Task instructions — Would it be possible to write out each entry below exactly, without the pictures?

Extracted entries —
(begin)

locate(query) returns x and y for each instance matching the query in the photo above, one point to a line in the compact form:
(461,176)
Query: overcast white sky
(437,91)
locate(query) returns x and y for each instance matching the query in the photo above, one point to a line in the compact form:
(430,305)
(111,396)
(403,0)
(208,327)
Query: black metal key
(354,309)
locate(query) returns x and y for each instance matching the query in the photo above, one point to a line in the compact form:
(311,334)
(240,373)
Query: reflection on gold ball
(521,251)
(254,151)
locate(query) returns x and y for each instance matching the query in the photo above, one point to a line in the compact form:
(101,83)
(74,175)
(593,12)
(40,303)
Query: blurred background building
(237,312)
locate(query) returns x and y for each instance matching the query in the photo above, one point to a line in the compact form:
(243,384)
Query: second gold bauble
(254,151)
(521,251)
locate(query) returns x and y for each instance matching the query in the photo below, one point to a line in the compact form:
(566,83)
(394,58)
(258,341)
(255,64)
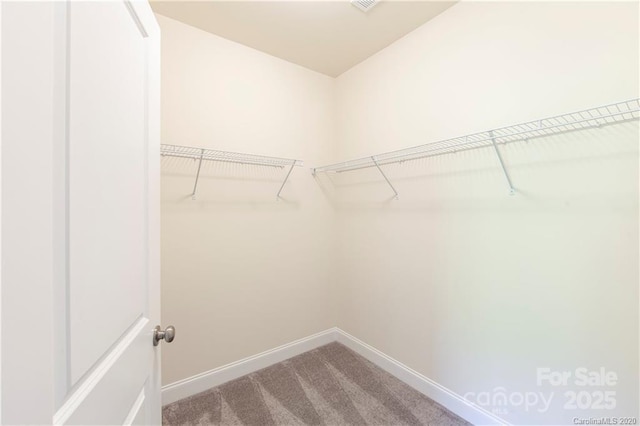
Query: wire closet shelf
(579,120)
(201,154)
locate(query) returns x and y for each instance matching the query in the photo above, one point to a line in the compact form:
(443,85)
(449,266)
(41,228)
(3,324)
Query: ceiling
(326,36)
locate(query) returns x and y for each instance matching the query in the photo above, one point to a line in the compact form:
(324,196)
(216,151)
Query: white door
(80,213)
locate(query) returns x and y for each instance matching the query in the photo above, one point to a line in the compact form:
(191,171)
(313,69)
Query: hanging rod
(589,118)
(200,154)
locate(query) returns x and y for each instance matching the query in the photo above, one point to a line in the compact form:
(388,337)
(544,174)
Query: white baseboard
(212,378)
(449,399)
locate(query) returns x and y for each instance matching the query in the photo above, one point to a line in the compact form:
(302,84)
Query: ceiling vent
(364,5)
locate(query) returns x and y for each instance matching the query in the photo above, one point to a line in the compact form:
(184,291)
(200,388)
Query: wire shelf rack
(201,154)
(589,118)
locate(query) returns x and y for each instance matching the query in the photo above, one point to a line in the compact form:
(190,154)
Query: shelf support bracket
(504,169)
(384,176)
(285,179)
(195,185)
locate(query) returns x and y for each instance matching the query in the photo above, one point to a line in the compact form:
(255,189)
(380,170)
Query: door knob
(168,334)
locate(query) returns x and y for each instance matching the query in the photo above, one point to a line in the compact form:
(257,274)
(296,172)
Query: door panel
(112,147)
(80,213)
(107,179)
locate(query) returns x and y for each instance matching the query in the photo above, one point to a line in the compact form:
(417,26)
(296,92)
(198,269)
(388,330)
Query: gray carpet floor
(330,385)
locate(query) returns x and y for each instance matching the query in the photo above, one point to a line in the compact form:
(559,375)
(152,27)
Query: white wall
(462,282)
(241,272)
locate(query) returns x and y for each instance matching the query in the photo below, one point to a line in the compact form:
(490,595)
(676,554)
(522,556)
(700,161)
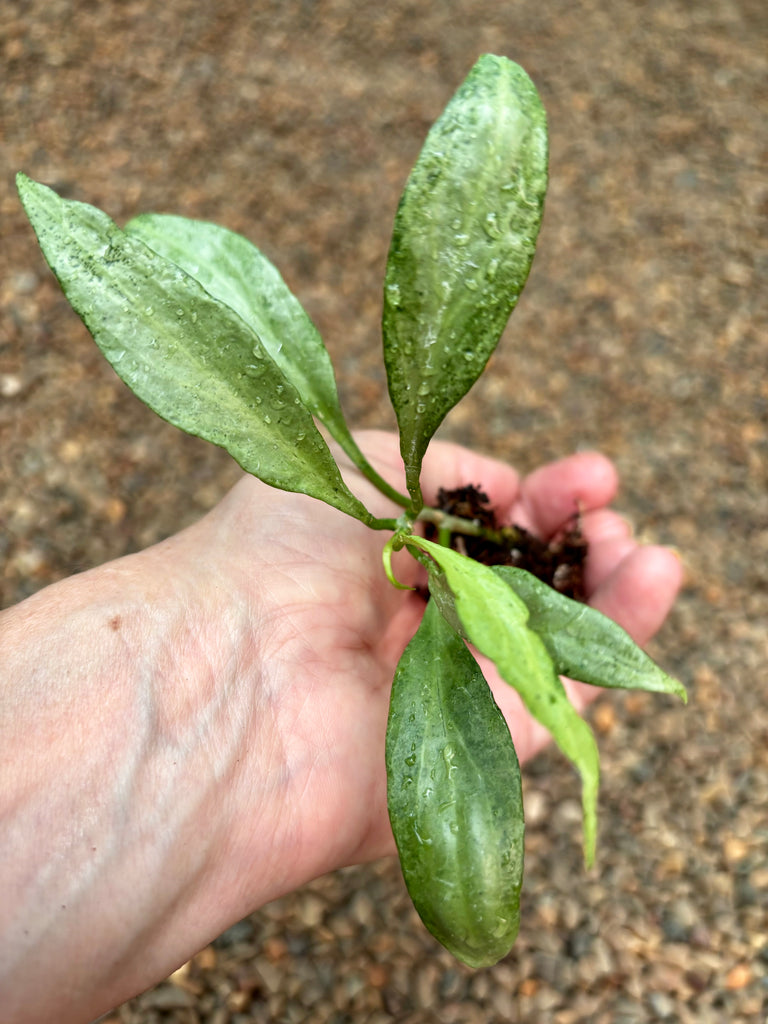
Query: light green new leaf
(585,644)
(462,247)
(495,620)
(186,354)
(455,796)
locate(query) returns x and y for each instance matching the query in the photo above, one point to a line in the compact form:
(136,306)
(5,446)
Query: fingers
(551,495)
(542,502)
(451,466)
(640,591)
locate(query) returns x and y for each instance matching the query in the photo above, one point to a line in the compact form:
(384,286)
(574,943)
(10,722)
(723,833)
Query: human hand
(199,728)
(333,628)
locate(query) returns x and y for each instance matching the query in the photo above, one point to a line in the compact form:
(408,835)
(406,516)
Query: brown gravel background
(642,332)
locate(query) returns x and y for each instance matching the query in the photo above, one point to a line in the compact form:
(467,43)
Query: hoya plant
(201,326)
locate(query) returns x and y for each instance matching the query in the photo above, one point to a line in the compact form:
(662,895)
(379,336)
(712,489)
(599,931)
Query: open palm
(332,628)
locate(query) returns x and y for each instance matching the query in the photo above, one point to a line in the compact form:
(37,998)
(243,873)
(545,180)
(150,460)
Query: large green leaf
(495,620)
(232,269)
(455,796)
(462,246)
(585,644)
(182,351)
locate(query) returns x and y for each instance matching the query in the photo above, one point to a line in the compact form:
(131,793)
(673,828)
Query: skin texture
(192,731)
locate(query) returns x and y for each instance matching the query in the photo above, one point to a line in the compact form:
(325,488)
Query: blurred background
(642,332)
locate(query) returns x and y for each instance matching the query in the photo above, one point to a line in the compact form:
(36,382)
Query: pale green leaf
(495,621)
(183,352)
(585,644)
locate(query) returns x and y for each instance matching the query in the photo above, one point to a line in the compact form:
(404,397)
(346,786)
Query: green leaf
(186,354)
(455,797)
(495,620)
(233,270)
(585,644)
(462,247)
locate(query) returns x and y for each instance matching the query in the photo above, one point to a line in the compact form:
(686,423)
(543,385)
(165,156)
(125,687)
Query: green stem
(448,524)
(350,448)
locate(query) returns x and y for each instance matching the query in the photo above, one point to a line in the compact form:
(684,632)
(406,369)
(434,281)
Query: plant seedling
(201,326)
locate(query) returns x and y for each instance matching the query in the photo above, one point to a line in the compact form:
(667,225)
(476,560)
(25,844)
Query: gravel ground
(643,331)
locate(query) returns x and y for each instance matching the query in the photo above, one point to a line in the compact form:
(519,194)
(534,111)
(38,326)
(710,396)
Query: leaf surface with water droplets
(462,247)
(233,270)
(455,796)
(496,621)
(585,644)
(186,354)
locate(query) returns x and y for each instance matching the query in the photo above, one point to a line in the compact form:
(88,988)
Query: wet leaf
(183,352)
(495,620)
(462,246)
(233,270)
(585,644)
(455,796)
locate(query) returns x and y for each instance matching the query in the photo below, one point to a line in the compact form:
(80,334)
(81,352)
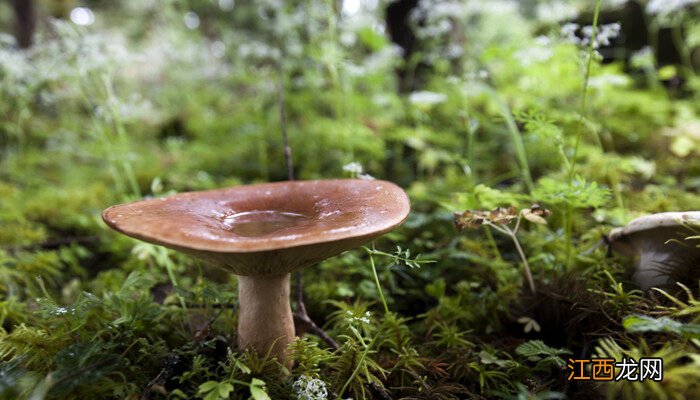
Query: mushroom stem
(265,321)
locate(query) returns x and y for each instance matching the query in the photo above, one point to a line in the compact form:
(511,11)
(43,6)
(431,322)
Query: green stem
(584,92)
(516,138)
(376,281)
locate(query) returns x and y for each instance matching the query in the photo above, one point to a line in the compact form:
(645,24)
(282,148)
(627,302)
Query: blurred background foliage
(466,104)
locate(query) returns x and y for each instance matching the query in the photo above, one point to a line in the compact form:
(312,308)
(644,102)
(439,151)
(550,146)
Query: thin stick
(283,123)
(300,314)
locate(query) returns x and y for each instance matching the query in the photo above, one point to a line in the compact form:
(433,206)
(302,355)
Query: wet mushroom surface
(263,233)
(271,228)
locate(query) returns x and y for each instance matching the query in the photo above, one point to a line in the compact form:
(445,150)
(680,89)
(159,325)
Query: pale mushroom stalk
(265,316)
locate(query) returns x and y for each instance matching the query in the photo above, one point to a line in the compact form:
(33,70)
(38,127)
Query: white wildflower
(643,59)
(361,320)
(603,37)
(308,388)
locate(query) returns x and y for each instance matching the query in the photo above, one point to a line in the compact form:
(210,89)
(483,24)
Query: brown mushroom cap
(655,228)
(266,229)
(658,241)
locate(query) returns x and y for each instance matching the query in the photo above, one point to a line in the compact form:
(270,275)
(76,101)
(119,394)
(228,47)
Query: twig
(283,123)
(300,315)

(end)

Result for this task —
locate(query) returns x and y for each instance matching the query in the photo above, one point to a line in the compact form:
(461,176)
Query: overcast white sky
(437,91)
locate(query) returns x and y for each instance matching the query in the photo above, one point to a line in the compact form:
(430,305)
(111,396)
(403,0)
(208,327)
Query: black metal key
(354,309)
locate(query) returns x and y for each instance matching the query in the photo above, one point to a line in the compact form:
(311,334)
(240,373)
Query: reflection on gold ball
(521,251)
(254,151)
locate(query) returns x and y for each instance matching the query in the photo above, one point to a line in the compact form:
(101,83)
(74,175)
(593,12)
(40,303)
Query: blurred background building
(237,312)
locate(query) returns x and y for each instance matching the query in the photo above, one point to a line in the compact form:
(243,384)
Query: second gold bauble
(254,151)
(521,251)
locate(query) returns x and y for each instance matching the query in the photo below, one point to a line in the compact form:
(566,83)
(394,58)
(258,341)
(255,64)
Query: wire closet shelf
(579,120)
(201,154)
locate(query) returns x and y for each instance matching the query in the photo above, one point to a line in the compact form:
(443,85)
(449,266)
(41,228)
(3,324)
Query: ceiling
(326,36)
locate(query) returns x and y for each instance matching the query in the photo above, one point to a line in the compact form:
(324,196)
(216,151)
Query: white door
(80,213)
locate(query) returns x and y for each instance matching the query in the photo above, one point to a line in the compact form:
(191,171)
(313,69)
Query: hanging rod
(589,118)
(200,154)
locate(query) returns x and y for each instance matching the query in the photo above, one point to a line in the compact form:
(388,337)
(544,174)
Query: white baseboard
(212,378)
(449,399)
locate(query) returns x and y for each instance matching the query in the photo above, one point to a line in the compact form:
(302,84)
Query: ceiling vent
(364,5)
locate(query) returns x and y for each instance matching the query in the photo above, one point to a line in the compact form:
(184,291)
(200,388)
Query: wire shelf rack
(201,154)
(589,118)
locate(query) returns x and y for each instance matching the query in the photo above, one point to a line in the compact form:
(190,154)
Query: shelf support bracket
(504,169)
(384,176)
(285,179)
(195,185)
locate(query) returns x and y for each instance matching the query in the photo above, one point to a line in the compact form:
(255,189)
(380,170)
Query: door knob
(168,334)
locate(query) returns x and y for each instance matching the query in the photo above, one point to a line in the compact form:
(257,274)
(296,172)
Query: door panel
(112,147)
(80,213)
(107,179)
locate(query) returns x and y for each instance matching the query in the photo above, one point to a line in the compact form:
(417,26)
(296,92)
(198,269)
(388,330)
Query: gray carpet floor
(330,385)
locate(query) returns x and y for each instance matching the query in the photo above, one point to a line in the compact form:
(559,375)
(152,27)
Query: white wall
(462,282)
(241,272)
locate(query) returns x and y for each instance matching the query in the photo below, one point to a line in the compact form:
(490,595)
(676,554)
(522,556)
(700,161)
Query: light green new leaf
(585,644)
(462,247)
(495,620)
(186,354)
(455,796)
locate(query) returns x and y for each instance matching the query in the photo above, one point to a line in the compact form:
(136,306)
(5,446)
Query: fingers
(551,495)
(542,502)
(451,466)
(640,591)
locate(query) returns x and y for each instance matching the query in the photo above, one point to a line in the compact form:
(384,286)
(574,943)
(10,722)
(723,833)
Query: human hand
(199,728)
(333,628)
locate(query) returns x and y for each instance matching the query in the photo above, one point to a line in the compact form:
(408,835)
(406,516)
Query: brown gravel background
(642,332)
locate(query) returns x and y for each instance matching the query in the photo above, one point to a line in the compact form:
(467,43)
Query: hoya plant
(201,326)
locate(query) returns x and y for each instance matching the query in the photo above, one point to a line in the compact form:
(662,895)
(379,336)
(712,489)
(599,931)
Query: open palm
(332,628)
locate(query) returns x and y for each instance matching the query in the photo above, one point to a line in the compact form:
(37,998)
(243,873)
(545,180)
(150,460)
Query: large green leaf
(495,620)
(232,269)
(455,796)
(462,246)
(585,644)
(182,351)
locate(query) returns x and y for each instance matching the query in the photo above, one point to a line in the compact form:
(131,793)
(673,828)
Query: skin texture
(192,731)
locate(query) returns x and y for each instance matching the query in the photo above, one point to a line in the compact form:
(325,488)
Query: blurred background
(642,332)
locate(query) returns x and y for each instance matching the query in the photo above, one point to a line in the compact form:
(36,382)
Query: pale green leaf
(495,621)
(183,352)
(585,644)
locate(query) returns x and y for each instance matching the query in the photo above, one point to a line in the compact form:
(404,397)
(346,786)
Query: green leaf
(186,354)
(455,797)
(495,620)
(233,270)
(585,644)
(462,247)
locate(query) returns x and y for each instance matching the query in the photo above, one point to a line in the compact form:
(686,423)
(543,385)
(165,156)
(125,687)
Query: green stem
(448,524)
(350,448)
locate(query) returns x and y for each instance matching the query in the photo above, one point to a line in the compact form:
(684,632)
(406,369)
(434,281)
Query: plant seedling
(201,326)
locate(query) returns x and y for each instance matching the query in the photo above, one point to a line in the compact form:
(667,225)
(476,560)
(25,844)
Query: gravel ground
(643,331)
locate(query) returns x and y for each instance matching the query in the photo above, one point to a line in the compact form:
(519,194)
(534,111)
(38,326)
(710,396)
Query: leaf surface with water droplets
(462,247)
(233,270)
(455,796)
(496,621)
(585,644)
(186,354)
locate(query) returns x and y for each instance matching the query in the photo above, one point to a line in the compact form:
(88,988)
Query: wet leaf
(183,352)
(495,620)
(462,246)
(233,270)
(585,644)
(455,796)
locate(query) returns x and y for each instance matching the query in the photo below, one point to a line in the compact form:
(80,334)
(81,352)
Query: mushroom stem
(265,321)
locate(query) returns x and y for each instance matching the query in the photo above, one point to a line in the compact form:
(511,11)
(43,6)
(431,322)
Query: green stem
(584,92)
(516,138)
(376,281)
locate(query) returns x and y for each instance matching the query in the photo above, one point to a line in the compact form:
(645,24)
(282,148)
(627,302)
Query: blurred background foliage
(466,104)
locate(query) returns x and y for each instance matching the query in the photo above, one point to a line in the compact form:
(312,308)
(644,102)
(439,151)
(550,146)
Query: thin stick
(283,123)
(300,314)
locate(query) returns x and y for each instance matching the query in the photo above, one point to a line in the compact form:
(433,206)
(302,355)
Query: wet mushroom surface
(263,233)
(271,228)
locate(query) returns x and y for each instance matching the query in the photo above, one point to a line in the compact form:
(445,150)
(680,89)
(159,325)
Query: pale mushroom stalk
(265,316)
locate(query) returns x and y for each instance matching the query in the photo above, one point to a line in the compact form:
(33,70)
(38,127)
Query: white wildflower
(643,59)
(361,320)
(603,37)
(308,388)
locate(query) returns x and y for each instance matching the query in the photo above, one point to a line in the compact form:
(210,89)
(483,24)
Query: brown mushroom cap
(655,228)
(266,229)
(658,241)
locate(query) returns x and y for each instance matching the query in the photo above, one point to a line in the compact form:
(270,275)
(76,101)
(119,394)
(228,47)
Query: twig
(283,123)
(300,315)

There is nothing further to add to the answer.